----- Excerpt to read
To France, the Minister said, the Indo-Pacific in not an “artificial juxtaposition” of the Indian and Pacific oceans but “should be understood as a wide geographical continuum facing common challenges”.
“So, we have developed an exceptional partnership. And it is more necessary than ever to reinforce it. As you well know, we face both global and regional challenges,” she said.
The first challenge is terrorism.
“Terror has struck France and Europe repeatedly over the last few years and has not spared the Indo-Pacific, including India. This fight is not over and will continue for many years to come. The threat of attacks on our countries has not disappeared. I am thinking in particular of the situation in Afghanistan, which is a matter of concern for both France and India,” she said.
The second challenge is the respect of international maritime law.
“Everyone knows that some of the waterways are crucial for the economic security of a number of states in the region. They are actually essential for the economic security of many states outside the region, as well. No one should consider themselves as entitled to bypass international maritime law.
“We particularly insist on two principles of the rule-based international order: disputes should be resolved by legal means and negotiation, not by fait accompli. And freedom of navigation must be upheld. More generally, we need to work together to preserve access to global commons such as cyber, space, maritime and air domains. We can see that these are areas of strategic competition and we must ensure that they do not become the new Far West,” the Minister said.
----------
*To do*
Transcribe the passage of the excerpt on France and the Indo-Pacific starting at "To France, the" and ending at "challenge is terrorism.".
----- Recorded information
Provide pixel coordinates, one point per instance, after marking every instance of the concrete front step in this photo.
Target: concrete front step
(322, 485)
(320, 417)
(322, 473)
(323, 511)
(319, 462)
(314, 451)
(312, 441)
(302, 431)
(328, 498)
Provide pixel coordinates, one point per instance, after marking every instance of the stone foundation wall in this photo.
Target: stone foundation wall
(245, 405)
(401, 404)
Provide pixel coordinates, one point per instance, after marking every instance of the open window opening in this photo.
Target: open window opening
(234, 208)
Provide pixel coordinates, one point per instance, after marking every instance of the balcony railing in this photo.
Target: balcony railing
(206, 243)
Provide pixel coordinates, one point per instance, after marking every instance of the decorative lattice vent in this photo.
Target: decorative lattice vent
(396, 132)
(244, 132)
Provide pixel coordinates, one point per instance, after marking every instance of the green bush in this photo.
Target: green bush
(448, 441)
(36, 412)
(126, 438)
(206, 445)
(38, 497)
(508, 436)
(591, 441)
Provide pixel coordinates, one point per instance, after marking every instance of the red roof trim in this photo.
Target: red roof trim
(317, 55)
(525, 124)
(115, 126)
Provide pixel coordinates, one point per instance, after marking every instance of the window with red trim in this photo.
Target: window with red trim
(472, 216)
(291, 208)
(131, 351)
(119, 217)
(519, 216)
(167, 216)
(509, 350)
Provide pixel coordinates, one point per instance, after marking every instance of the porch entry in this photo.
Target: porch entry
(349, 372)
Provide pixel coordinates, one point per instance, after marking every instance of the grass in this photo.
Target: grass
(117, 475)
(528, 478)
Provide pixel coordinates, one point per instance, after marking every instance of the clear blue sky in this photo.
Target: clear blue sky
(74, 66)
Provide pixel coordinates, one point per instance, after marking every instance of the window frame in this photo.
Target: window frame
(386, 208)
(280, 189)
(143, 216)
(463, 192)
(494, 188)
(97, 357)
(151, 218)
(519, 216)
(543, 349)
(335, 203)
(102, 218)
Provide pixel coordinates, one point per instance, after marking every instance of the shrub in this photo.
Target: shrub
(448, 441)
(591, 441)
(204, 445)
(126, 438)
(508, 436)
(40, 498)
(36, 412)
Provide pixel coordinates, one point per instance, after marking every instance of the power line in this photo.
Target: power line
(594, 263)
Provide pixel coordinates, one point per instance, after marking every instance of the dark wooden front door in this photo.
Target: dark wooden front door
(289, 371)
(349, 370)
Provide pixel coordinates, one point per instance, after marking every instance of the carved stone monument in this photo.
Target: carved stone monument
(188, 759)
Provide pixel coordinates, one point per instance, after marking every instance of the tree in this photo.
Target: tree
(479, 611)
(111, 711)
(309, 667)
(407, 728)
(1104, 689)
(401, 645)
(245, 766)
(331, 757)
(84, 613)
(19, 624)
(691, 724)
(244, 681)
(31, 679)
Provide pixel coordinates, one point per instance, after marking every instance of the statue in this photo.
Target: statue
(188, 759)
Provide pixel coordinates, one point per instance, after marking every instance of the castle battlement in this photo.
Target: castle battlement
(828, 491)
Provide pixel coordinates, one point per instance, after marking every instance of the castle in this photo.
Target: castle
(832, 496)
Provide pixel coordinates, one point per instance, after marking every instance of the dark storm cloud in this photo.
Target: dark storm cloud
----------
*Finished task*
To France, the Minister said, the Indo-Pacific in not an “artificial juxtaposition” of the Indian and Pacific oceans but “should be understood as a wide geographical continuum facing common challenges”.
“So, we have developed an exceptional partnership. And it is more necessary than ever to reinforce it. As you well know, we face both global and regional challenges,” she said.
The first challenge is terrorism.